FONTE ->
====

Buddy Guy e la prova vivente che il Blues è vivo e vegeto

All’età di 74 anni la leggenda del blues pubblicò un grande album graffiante e fascinoso, con il…

All’età di 74 anni la leggenda del blues pubblicò un grande album graffiante e fascinoso, con il quale lo stesso Buddy e la sua Fender Stratocaster dimostrarono di essere più in forma che mai.

Non è mai il momento sbagliato per riscoprire un album di un artista, anche se così conosciuto (si spera) e già ritenuto come una leggenda vivente (si spera): Buddy Guy.

Sì perché questo 15° album in studio rappresenta uno dei suoi migliori dischi concepiti in epoca moderna e quando uscì rappresentò di diritto l’album blues dell’anno, aggiudicandosi infatti un Grammy per il miglior album di blues contemporaneo.

La cover picture di “Living Proof”

Con Living Proof (2010), tra tradizionali blues, pezzi rock&roll e ballads, Buddy dimostra che non ha affatto intenzione di mollare: un artista che invece di adagiarsi sugli allori (sfruttando un passato ricco di formidabili successi) non ha mai smesso di mettersi in gioco rilasciando sempre materiale nuovo (l’ultimo album al momento è del 2018, The Blues is Alive and Well).

====

DATI ESTRATTI ->

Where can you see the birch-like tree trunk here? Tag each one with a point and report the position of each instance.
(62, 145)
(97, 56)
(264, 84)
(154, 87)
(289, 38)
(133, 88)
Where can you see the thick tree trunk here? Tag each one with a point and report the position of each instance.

====

DA SVOLGERE ->
#1 Restituisci il passo dell'articolo su Buddy Guy che va da "Buddy Guy e" giù fino a "spera): Buddy Guy.", copiandolo senza alcuna modifica.
#2 Prosegui l'articolo su Buddy Guy e sull'album "Living Proof" a partire dal punto in cui termina.

RISULTATI PER COMPITO ->
#1
Buddy Guy e la prova vivente che il Blues è vivo e vegeto

All’età di 74 anni la leggenda del blues pubblicò un grande album graffiante e fascinoso, con il…

All’età di 74 anni la leggenda del blues pubblicò un grande album graffiante e fascinoso, con il quale lo stesso Buddy e la sua Fender Stratocaster dimostrarono di essere più in forma che mai.

Non è mai il momento sbagliato per riscoprire un album di un artista, anche se così conosciuto (si spera) e già ritenuto come una leggenda vivente (si spera): Buddy Guy.

#2
Con questo album di 10 anni fa, il nostro Guy diede una chiara dimostrazione di come non fosse svanita la voglia di suonare blues alla sua maniera, in modo così appassionato e con quella chitarra così virtuosa, potente e trascinante, quasi aggressiva: gli assoli di chitarra frenetici, energici e improvvisi sono sempre stati senz’altro il suo marchio di fabbrica.

Di canzone in canzone scopriamo come questo album offra momenti allegri e tristi, riflessivi e spensierati, dolci e amari, ma soprattutto capiamo (ancora una volta) perché il buon vecchio Buddy sia così speciale, travolgente e sia stato, nel corso della storia, fonte di ispirazione di artisti del calibro di Eric Clapton, Stevie Ray Vaughan, Jimi Hendrix, Jimmy Page ed i Rolling Stones.

Alcuni critici considerarono questo disco come una sorta di autobiografia del grande bluesman: ascoltando le 12 tracce, in effetti, la voce di Buddy, senz’altro segnata dal tempo, ma comunque sempre pulsante e pungente ed ancora più calda e intensa, ci racconta di quel ragazzo partito dalla Louisiana a 21 anni per arrivare a lasciare il segno nella scena del “Chicago Blues”, sulle orme dei suoi maestri Muddy Waters e Howlin’ Wolf.

Nonostante la vena autobiografica del disco, parte delle canzoni sono state scritte insieme a Tom Hambridge che è anche il batterista ed il produttore di questo album. In particolare, sono la title-track e 74 Years Young le canzoni in cui il cantante sembra raccontarsi al meglio.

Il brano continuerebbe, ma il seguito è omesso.